Dataset rows
————————

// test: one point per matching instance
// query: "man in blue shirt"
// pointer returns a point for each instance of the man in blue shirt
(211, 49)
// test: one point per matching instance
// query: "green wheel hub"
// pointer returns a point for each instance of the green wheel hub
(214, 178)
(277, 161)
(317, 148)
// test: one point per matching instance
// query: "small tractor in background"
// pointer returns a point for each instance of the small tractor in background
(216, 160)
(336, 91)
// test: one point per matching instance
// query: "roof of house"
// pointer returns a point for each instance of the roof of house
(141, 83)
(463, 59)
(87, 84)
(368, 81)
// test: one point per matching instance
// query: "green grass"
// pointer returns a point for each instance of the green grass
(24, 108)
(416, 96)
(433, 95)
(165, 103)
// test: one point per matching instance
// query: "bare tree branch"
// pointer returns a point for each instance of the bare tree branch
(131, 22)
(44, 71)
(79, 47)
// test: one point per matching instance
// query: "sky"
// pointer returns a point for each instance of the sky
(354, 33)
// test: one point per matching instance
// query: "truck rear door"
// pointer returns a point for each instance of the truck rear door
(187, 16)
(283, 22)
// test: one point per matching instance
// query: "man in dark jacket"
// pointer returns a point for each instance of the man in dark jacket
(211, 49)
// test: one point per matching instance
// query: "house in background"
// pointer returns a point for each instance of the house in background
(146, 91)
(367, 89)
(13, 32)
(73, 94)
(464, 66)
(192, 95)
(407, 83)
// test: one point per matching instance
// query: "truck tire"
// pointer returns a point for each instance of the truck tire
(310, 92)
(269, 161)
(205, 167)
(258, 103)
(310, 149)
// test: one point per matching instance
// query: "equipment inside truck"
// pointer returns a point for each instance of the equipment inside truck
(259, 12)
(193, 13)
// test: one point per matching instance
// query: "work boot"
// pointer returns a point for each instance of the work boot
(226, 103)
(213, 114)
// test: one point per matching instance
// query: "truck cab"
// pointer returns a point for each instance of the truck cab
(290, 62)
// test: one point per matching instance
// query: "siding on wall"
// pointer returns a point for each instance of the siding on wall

————————

▶ EXERCISE
Write out the complete set of records exactly as given.

▶ OUTPUT OF THE EXERCISE
// test: one point per matching instance
// query: "man in blue shirt"
// pointer returns a point for each instance of the man in blue shirt
(211, 49)
// test: one point per matching instance
// query: "green wheel hub"
// pointer returns a point for each instance of the green wheel hub
(214, 178)
(277, 161)
(317, 148)
// test: one point per matching instance
// query: "small tractor in background"
// pointer returns a point for each instance of the small tractor in background
(216, 160)
(336, 91)
// test: one point per matching instance
// query: "roof of house"
// pointer returns a point for each instance of the roof of house
(141, 83)
(463, 59)
(87, 84)
(368, 81)
// test: one point per matching instance
// query: "green grass"
// pointer returns a point for each instance of the green grass
(24, 108)
(416, 96)
(433, 95)
(165, 103)
// test: one point per matching instance
// query: "bare tree branch"
// pointer returns a point for each instance of the bare tree branch
(131, 22)
(44, 71)
(79, 47)
// test: one point per matching instance
// query: "sky"
// pointer returns a point for each instance of the sky
(354, 33)
// test: one point per matching instance
// query: "truck rear door"
// pointer returns a point for each instance of the truck rear door
(187, 16)
(283, 22)
// test: one point per matching instance
// query: "man in dark jacket"
// pointer returns a point for each instance of the man in dark jacket
(211, 49)
// test: one point per matching instance
// query: "house in background"
// pointer returns a point for each instance of the house in background
(146, 91)
(367, 89)
(13, 32)
(73, 94)
(464, 66)
(192, 95)
(407, 83)
// test: one point per matching instance
// query: "truck tire"
// pointer returns a point for each instance of the truck tire
(310, 92)
(269, 161)
(205, 167)
(258, 103)
(310, 149)
// test: one point per matching instance
// query: "equipment inside truck"
// pointer returns a point for each instance of the equipment inside truck
(259, 12)
(193, 13)
// test: one point per matching instance
// query: "work boot"
// pointer returns a point for each instance of the work boot
(226, 103)
(213, 114)
// test: one point per matching instance
// query: "truck cab"
// pointer returns a point for each instance of the truck cab
(290, 62)
// test: one point per matching instance
// query: "siding on wall"
// pointer returns a point for each instance of the siding on wall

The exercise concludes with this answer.